-- GIVEN PASSAGE --
------------------------------------------------------------------------

In an adjacent, parallel universe, Ambulance would absolutely be helmed by a still-living Tony Scott, unsurprisingly a Michael Bay contemporary. An amalgam of Unstoppable, The Taking of Pelham 123, and Speed, the film rips into a Scott-esque crackerjack thriller concept, only to explode it into an unhinged, maximalist jaunt. With Ambulance, Bay substitutes the simmering suspense of a heist flick with adrenaline-jacking absurdity, utilizing every familiar trick in his utility belt to go big, big, big. Every single shot in Ambulance is designed for maximum impact, whether warranted or not: the 360-degree slow-motion dolly is back with a vengeance, Lorne Balfe’s melodramatic score drowns out even the most mundane dialogue, and Bay’s shoot-for-the-edit B-roll finds itself serving more cuts than a deli counter. At the center of it all? Drones. Not the methodical kind used for establishing shots, but the sweeping, diving, and swerving acrobatics designed to induce a crushing vertigo; most of the drone shots hilariously peter out to nothing at all, but it’s an undeniably thrilling use of modern technology to inject some brain-popping, visual dynamism.

Michael Bay has never excelled at airtight storytelling. Ambulance is rife with holes in logic you can spend all day and night poking at, but to do so would be missing the point entirely. I could spin some bullshit about Bay’s tenuous grasp of spatial geography and the incomprehensibility of the edit as a metaphor for the chaos of a high-speed pursuit, but that just wouldn’t be true. He just doesn’t care about those things. Instead, he cares about spectacle and the capture of said spectacle. He cares about how the story will lead to exploding spleens and open chest cavity surgery in a moving vehicle, he cares about dangerously low-flying helicopters skidding through the L.A. River, and he cares about an unhinged Jake Gyllenhaal mourning his ruined sweater.

------------------------------------------------------------------------

-- DATASET EXCERPTS --
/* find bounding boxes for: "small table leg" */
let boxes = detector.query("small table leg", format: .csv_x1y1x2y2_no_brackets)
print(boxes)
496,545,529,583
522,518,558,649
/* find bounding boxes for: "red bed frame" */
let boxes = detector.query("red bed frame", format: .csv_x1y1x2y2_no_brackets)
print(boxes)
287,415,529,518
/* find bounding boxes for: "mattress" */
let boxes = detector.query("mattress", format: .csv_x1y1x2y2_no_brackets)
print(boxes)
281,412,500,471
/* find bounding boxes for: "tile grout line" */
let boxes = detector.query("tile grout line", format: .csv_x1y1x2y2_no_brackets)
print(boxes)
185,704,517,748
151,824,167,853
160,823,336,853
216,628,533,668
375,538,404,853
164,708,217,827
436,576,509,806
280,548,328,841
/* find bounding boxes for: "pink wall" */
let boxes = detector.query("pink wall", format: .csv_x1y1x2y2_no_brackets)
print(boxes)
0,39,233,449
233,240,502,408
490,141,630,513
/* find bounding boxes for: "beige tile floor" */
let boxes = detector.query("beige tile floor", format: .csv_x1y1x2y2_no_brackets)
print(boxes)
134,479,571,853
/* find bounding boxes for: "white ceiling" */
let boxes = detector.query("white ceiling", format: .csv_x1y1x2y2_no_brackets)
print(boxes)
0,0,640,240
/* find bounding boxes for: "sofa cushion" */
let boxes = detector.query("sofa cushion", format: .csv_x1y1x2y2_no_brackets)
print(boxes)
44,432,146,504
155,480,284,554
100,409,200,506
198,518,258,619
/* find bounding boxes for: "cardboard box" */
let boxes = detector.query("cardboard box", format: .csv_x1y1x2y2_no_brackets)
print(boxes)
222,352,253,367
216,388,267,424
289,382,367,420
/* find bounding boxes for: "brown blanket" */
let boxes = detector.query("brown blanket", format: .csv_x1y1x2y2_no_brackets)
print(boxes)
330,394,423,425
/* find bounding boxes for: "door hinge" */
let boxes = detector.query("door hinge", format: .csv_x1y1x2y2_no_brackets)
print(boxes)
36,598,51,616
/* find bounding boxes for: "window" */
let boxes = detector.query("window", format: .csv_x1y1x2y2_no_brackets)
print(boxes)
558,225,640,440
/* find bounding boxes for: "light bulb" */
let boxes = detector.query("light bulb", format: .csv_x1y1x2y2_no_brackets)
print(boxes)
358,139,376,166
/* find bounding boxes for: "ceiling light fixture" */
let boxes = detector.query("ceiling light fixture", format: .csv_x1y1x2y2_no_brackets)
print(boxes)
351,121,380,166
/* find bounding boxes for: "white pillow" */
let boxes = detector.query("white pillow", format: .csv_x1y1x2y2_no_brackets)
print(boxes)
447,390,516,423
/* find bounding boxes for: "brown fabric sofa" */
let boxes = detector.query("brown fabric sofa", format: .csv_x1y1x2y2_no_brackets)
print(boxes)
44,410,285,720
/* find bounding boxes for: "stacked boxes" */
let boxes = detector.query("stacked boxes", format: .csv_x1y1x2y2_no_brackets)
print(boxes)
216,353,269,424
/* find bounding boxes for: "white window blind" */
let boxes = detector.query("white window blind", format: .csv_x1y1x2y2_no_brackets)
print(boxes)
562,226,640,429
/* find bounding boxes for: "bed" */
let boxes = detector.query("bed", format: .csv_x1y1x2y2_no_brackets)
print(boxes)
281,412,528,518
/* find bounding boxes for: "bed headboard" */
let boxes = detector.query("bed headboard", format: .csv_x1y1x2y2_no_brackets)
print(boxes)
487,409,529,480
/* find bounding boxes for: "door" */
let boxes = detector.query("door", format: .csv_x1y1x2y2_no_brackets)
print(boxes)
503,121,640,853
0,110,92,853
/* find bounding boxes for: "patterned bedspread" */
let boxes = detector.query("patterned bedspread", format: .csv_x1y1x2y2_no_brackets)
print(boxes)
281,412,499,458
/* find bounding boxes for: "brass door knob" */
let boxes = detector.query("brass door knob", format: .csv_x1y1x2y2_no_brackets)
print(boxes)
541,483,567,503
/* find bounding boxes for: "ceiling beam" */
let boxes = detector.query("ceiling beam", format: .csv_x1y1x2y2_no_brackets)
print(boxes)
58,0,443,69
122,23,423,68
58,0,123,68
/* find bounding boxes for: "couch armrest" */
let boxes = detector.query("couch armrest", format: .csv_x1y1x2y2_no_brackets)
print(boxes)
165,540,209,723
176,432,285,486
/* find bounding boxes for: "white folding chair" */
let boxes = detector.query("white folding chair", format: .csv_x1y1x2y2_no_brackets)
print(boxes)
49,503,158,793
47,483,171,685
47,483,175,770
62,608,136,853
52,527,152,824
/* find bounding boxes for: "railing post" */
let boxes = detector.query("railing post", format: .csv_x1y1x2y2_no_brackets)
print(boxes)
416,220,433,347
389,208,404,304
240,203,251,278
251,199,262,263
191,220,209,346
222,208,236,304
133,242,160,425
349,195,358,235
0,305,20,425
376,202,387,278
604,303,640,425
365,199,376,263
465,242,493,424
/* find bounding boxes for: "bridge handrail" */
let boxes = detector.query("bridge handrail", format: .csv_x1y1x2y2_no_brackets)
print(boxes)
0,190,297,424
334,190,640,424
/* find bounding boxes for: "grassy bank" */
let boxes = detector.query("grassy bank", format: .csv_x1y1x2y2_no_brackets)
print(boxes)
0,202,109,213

------------------------------------------------------------------------

Can you repeat the Ambulance review word for word, beginning at the words "Michael Bay has" and stopping after "his ruined sweater."?

-- OUTPUT FOR THIS EXERCISE --
Michael Bay has never excelled at airtight storytelling. Ambulance is rife with holes in logic you can spend all day and night poking at, but to do so would be missing the point entirely. I could spin some bullshit about Bay’s tenuous grasp of spatial geography and the incomprehensibility of the edit as a metaphor for the chaos of a high-speed pursuit, but that just wouldn’t be true. He just doesn’t care about those things. Instead, he cares about spectacle and the capture of said spectacle. He cares about how the story will lead to exploding spleens and open chest cavity surgery in a moving vehicle, he cares about dangerously low-flying helicopters skidding through the L.A. River, and he cares about an unhinged Jake Gyllenhaal mourning his ruined sweater.